- _EXERCISE REQUIREMENTS_:
Reproduce every one of the records below word for word, with no changes.

····················

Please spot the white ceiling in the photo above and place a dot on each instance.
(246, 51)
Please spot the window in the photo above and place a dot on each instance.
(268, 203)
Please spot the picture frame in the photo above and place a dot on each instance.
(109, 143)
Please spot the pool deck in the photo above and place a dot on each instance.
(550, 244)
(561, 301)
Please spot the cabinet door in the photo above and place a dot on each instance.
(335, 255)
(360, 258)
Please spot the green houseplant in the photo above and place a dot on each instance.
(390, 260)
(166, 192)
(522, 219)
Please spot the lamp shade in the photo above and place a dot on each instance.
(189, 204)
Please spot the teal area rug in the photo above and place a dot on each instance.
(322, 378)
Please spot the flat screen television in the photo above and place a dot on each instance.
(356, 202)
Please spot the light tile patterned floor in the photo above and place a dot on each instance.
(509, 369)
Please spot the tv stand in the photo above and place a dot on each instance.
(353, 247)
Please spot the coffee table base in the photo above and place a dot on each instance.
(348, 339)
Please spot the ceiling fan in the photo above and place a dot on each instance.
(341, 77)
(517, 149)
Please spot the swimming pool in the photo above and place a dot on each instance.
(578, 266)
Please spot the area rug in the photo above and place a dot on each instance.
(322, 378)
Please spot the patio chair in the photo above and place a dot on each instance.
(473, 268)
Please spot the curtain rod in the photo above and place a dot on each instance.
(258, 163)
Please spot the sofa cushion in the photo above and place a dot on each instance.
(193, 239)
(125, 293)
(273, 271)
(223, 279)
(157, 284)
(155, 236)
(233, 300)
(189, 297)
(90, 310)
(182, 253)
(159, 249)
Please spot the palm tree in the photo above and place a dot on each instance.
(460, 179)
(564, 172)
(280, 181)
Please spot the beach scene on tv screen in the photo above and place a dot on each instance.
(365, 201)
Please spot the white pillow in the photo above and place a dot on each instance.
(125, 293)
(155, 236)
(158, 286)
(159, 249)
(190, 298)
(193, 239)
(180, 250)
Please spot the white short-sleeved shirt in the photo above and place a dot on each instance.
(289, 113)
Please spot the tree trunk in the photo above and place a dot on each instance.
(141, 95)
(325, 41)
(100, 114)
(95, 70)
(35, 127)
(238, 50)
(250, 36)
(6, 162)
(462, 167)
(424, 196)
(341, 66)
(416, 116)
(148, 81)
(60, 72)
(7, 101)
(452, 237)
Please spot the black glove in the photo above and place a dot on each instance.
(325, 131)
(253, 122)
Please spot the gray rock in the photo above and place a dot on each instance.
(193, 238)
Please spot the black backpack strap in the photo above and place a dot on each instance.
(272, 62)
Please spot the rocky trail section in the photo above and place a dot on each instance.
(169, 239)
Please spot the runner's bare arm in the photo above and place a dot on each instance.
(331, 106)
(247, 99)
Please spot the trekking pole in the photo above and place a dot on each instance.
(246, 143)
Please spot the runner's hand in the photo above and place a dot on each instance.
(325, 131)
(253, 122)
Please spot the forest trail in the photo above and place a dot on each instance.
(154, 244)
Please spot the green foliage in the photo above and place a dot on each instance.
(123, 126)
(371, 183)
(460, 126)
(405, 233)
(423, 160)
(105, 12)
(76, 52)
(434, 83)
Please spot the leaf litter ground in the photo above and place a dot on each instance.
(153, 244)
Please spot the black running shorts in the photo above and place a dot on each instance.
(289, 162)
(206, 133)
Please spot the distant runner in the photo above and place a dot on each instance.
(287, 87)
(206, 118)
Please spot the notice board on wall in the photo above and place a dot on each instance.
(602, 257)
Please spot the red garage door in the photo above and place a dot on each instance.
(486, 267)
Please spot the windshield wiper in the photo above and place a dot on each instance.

····················

- _OUTPUT FOR THIS TASK_:
Please spot the white ceiling in the photo above and place a dot on each instance.
(246, 51)
Please spot the window in the photo above and place a dot on each instance.
(268, 203)
Please spot the picture frame in the photo above and place a dot on each instance.
(109, 143)
Please spot the pool deck in the photo above and place a dot on each instance.
(550, 244)
(561, 301)
Please spot the cabinet door in the photo above and place a dot on each instance.
(335, 255)
(360, 258)
Please spot the green houseplant in the photo above and place a dot on each instance.
(390, 260)
(166, 192)
(522, 219)
Please spot the lamp shade in the photo above and place a dot on each instance.
(189, 204)
Please spot the teal area rug in the photo above and place a dot on each instance.
(322, 378)
Please spot the flat screen television in the photo above and place a dot on each instance.
(356, 202)
Please spot the light tile patterned floor in the photo above and place a dot on each instance.
(509, 369)
Please spot the tv stand in the photo above and place a dot on each instance.
(353, 247)
Please spot the coffee table base in the photo above and place a dot on each instance.
(348, 339)
Please spot the ceiling fan in the photo above and place a dot on each instance.
(341, 77)
(517, 149)
Please spot the swimming pool in the photo above and place a dot on each instance.
(578, 266)
Please spot the area rug in the photo above and place a dot on each instance.
(322, 378)
Please spot the patio chair in the photo above and place a dot on each instance.
(473, 268)
Please spot the curtain rod in the photo above and place a dot on each instance.
(258, 163)
Please spot the sofa cushion in the photo above and place a dot on each instance.
(193, 239)
(125, 293)
(273, 271)
(223, 279)
(157, 284)
(155, 236)
(233, 300)
(189, 297)
(90, 310)
(182, 253)
(159, 249)
Please spot the palm tree in the photo above and place a dot on each instance.
(460, 179)
(564, 172)
(280, 181)
Please spot the beach scene on tv screen in the photo above and place a dot on each instance.
(365, 201)
Please spot the white pillow in the photo above and place a dot on each instance.
(125, 293)
(155, 236)
(158, 286)
(159, 249)
(190, 298)
(193, 239)
(180, 250)
Please spot the white short-sleeved shirt in the photo above and place a dot on each instance.
(289, 113)
Please spot the tree trunk in the photo above and place a dot on each instance.
(141, 95)
(325, 41)
(100, 114)
(95, 70)
(35, 127)
(238, 50)
(250, 36)
(6, 162)
(462, 167)
(424, 196)
(341, 66)
(416, 116)
(148, 81)
(60, 72)
(7, 101)
(452, 237)
Please spot the black glove in the photo above and place a dot on each instance.
(325, 131)
(253, 122)
Please spot the gray rock in the photo above and place a dot on each instance.
(193, 238)
Please spot the black backpack strap in the photo above and place a dot on each instance.
(272, 62)
Please spot the rocky trail section in the photo above and place a dot on each instance.
(169, 239)
Please spot the runner's bare arm in the photo above and place a dot on each instance.
(331, 106)
(247, 99)
Please spot the trekking pole in the photo above and place a dot on each instance.
(246, 143)
Please spot the runner's hand in the photo above and place a dot on each instance.
(325, 131)
(253, 122)
Please spot the forest trail in the photo above and place a dot on each instance.
(154, 244)
Please spot the green foliage in the photo above and place a dot on each instance.
(123, 126)
(371, 183)
(460, 126)
(405, 233)
(423, 160)
(105, 12)
(76, 52)
(434, 83)
Please spot the leaf litter ground in the photo above and place a dot on each instance.
(153, 244)
Please spot the black running shorts in the photo above and place a dot on each instance.
(289, 162)
(206, 133)
Please spot the distant runner in the photo above and place a dot on each instance.
(287, 87)
(206, 118)
Please spot the notice board on wall in the photo above and place a dot on each instance.
(602, 257)
Please spot the red garage door in the photo above and place a dot on each instance.
(486, 267)
Please spot the windshield wiper in the photo above and place a dot on each instance.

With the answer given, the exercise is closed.